▸ Istruzioni del compito: Nel brano sull'unità del Furioso, quale principio unificativo riduce ad armonia la moltitudine di miti, fatti, paesi e popoli del poema?

▸ Brano fornito:
# # # # # # #
Unità del
Furioso e la cavalleria
Qual è il filo che unisce tal moltitudine svariatissima
di miti, di fatti, di paesi, di tempi, di prodigi, di
uomini, di popoli, e d'instituzioni, e la riduce ad
armonia, nel divino poeta? Questo principio unificativo
è la cavalleria, intendendo per tal nome, non tanto la
milizia religiosa, che nacque nel medio evo dal genio
germanico e dal genio cattolico-pelasgico insieme
confederati, quanto universalmente quel tipo ideale di
vivere eroico che si verifica più o meno nei secoli
tramezzanti fra una barbarie efferata e una gentilezza
che incomincia, e costituenti l'adolescenza dei popoli
armigeri; del qual tipo generico gli ordini militanti
del medio evo erano una specie. La vita cavalleresca è
sommamente bella, sia perché in essa la libertà
individuale è sciolta da ogni legge positiva ed
estrinseca, e ha il perfetto dominio di sé medesima, e
perché l'individuo per coraggio e virtù d'animo, forza
di muscoli e maestria d'armi sul comune degli uomini si
leva e grandeggia. L'eroe tiene un luogo di mezzo fra l'avatara
e il semplice mortale, ed è un uomo divino, il quale si
distingue dai due altri, come l'epopea guerriera di
Omero e Firdusi si differenzia dall'epopea sacerdotale
di Valmichi, di Viasa, e dal romanzo moderno, che è
un'epopea dozzinale, popolare, borghigiana, a cui
mancano gli spiriti come l'abito della poesia. La
cavalleria, per questo rispetto, è l'ideale della
feudalità e della conquista, poiché l'aristocrazia
patrizia vi è legittimata da un'effettiva maggioranza di
natura, e da un'origine divina o altrimenti
privilegiata. D'altra parte l'eroe è per un certo
riguardo ancor più poetico dell'avatara, perché il
personaggio che lo rappresenta è più sciolto, più
libero, più padrone di sé medesimo, più indipendente
dalla signoria della natura e del Teocosmo; onde l'epica
eroica e guerresca della gentilità fiorì solo presso i
popoli in cui il panteismo era modificato dal dualismo,
e la casta dei preti controbilanciata da quella dei
militi; quali erano i Greci nell'età di Omero, e i Parsi
ai tempi del più illustre Gaznevide. Vero è che il
predominio del monoteismo panteistico innalza l'epopea
ieratica ad una idealità maggiore, e ne rende la poesia
più filosofica, più vasta e profonda; giacché la
profondità, e, direi quasi, la virtù dinamica della
poesia deriva dall'elemento ideale e generico, come la
beltà e la vivezza delle sue finzioni procedono
dall'individualità, in cui l'idea s'incarna e si colora.
# # # # # # #
Dati raccolti
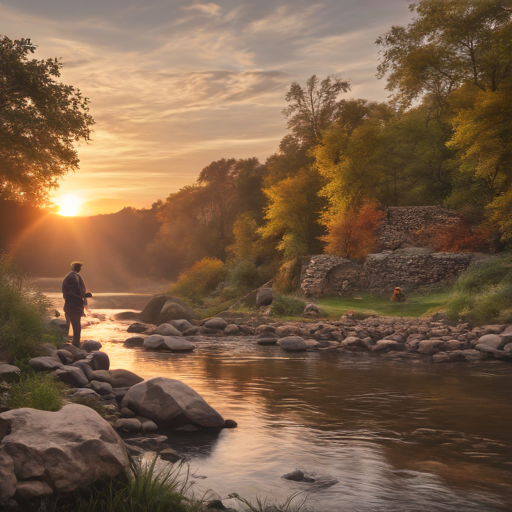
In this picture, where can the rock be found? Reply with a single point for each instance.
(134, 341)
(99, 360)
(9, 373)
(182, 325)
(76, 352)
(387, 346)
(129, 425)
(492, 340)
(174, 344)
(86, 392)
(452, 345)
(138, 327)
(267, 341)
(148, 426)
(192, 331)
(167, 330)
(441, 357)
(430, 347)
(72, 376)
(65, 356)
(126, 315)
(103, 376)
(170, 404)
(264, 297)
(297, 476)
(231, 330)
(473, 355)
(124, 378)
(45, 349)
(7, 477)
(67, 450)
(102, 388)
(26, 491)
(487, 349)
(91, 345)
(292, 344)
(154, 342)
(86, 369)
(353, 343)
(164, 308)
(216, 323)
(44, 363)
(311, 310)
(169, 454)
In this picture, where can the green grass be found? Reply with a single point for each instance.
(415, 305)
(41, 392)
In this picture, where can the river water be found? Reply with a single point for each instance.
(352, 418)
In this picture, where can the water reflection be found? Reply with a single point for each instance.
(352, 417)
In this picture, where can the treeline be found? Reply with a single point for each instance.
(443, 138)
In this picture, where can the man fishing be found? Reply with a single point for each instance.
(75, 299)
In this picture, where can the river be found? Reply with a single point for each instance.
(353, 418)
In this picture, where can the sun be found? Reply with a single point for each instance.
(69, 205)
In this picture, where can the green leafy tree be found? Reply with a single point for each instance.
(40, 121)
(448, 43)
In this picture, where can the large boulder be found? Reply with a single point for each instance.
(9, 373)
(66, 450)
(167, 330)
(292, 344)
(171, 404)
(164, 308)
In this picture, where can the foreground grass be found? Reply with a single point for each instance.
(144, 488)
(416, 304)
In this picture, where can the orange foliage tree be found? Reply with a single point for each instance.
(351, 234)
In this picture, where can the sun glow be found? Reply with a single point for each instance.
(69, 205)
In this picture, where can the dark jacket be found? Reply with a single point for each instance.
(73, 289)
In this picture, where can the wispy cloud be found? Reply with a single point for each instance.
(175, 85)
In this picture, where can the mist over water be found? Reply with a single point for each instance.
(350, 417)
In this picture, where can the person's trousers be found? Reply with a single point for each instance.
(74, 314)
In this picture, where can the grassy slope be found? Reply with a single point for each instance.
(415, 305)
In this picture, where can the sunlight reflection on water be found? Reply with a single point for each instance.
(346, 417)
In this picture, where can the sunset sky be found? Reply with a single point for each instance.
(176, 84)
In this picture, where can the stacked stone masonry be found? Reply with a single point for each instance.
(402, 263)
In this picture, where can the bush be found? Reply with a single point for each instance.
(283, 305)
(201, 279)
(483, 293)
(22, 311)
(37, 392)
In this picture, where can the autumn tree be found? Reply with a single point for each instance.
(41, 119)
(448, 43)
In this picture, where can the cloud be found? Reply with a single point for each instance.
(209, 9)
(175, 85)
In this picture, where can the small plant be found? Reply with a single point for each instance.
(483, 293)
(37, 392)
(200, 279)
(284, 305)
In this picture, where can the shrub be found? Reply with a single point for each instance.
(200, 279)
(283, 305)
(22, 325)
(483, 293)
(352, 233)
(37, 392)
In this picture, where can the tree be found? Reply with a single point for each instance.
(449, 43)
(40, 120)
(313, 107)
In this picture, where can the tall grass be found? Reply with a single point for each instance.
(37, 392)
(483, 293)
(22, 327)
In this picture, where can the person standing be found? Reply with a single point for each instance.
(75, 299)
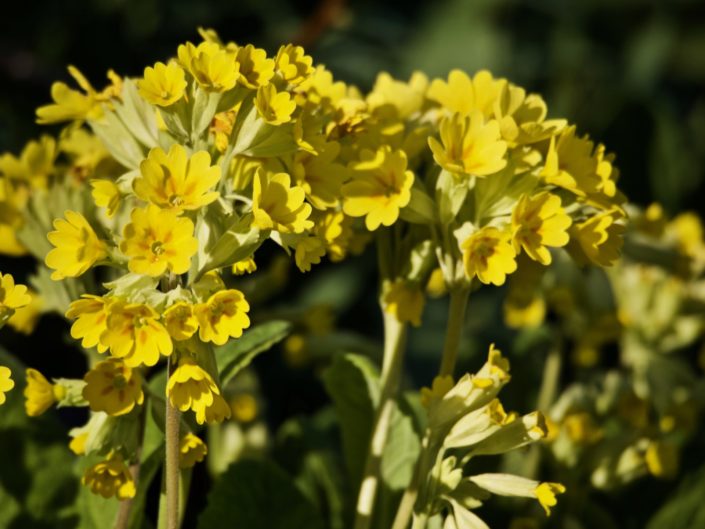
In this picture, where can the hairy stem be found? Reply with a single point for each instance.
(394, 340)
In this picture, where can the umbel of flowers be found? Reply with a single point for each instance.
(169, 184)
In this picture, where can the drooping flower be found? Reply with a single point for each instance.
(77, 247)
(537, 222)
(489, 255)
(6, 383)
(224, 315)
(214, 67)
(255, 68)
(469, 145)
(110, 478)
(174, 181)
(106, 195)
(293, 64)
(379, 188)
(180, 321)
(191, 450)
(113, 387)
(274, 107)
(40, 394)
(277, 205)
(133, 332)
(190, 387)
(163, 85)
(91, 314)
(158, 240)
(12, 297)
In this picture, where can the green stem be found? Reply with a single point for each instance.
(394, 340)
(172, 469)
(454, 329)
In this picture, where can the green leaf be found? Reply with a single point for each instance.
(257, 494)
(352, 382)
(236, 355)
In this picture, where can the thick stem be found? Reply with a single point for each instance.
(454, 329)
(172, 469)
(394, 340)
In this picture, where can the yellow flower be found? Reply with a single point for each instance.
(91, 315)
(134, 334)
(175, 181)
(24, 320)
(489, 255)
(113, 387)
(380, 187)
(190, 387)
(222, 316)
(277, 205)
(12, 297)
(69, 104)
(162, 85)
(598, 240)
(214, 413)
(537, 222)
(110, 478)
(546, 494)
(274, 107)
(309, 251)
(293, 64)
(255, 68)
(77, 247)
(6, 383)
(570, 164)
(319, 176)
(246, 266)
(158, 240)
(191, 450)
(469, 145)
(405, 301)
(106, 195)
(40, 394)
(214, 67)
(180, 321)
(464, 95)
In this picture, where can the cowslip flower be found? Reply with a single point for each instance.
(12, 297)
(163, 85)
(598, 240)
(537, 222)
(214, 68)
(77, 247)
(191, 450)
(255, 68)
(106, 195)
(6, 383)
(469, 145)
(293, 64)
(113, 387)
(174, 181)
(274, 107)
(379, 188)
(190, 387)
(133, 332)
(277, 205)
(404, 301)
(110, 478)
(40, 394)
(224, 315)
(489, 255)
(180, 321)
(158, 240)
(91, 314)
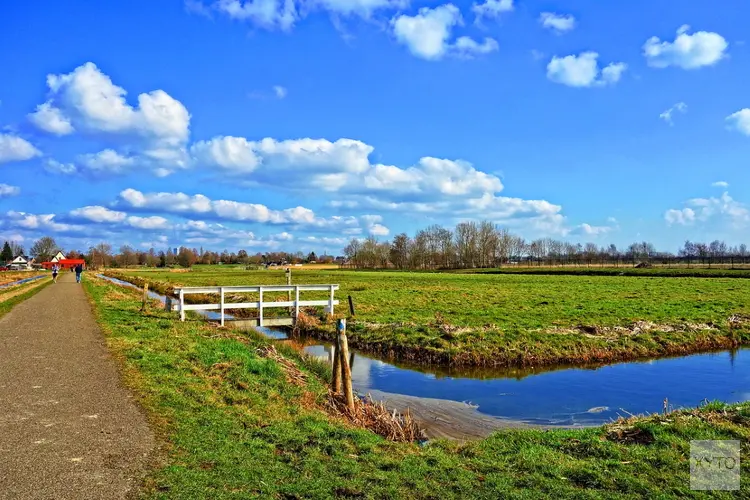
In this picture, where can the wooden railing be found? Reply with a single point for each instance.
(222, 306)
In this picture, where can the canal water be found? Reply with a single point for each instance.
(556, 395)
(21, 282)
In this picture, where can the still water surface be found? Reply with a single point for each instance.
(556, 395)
# # # # # # #
▸ Soluzione del compito: La cavalleria, intesa non tanto come la milizia religiosa medievale quanto come il tipo ideale di vivere eroico.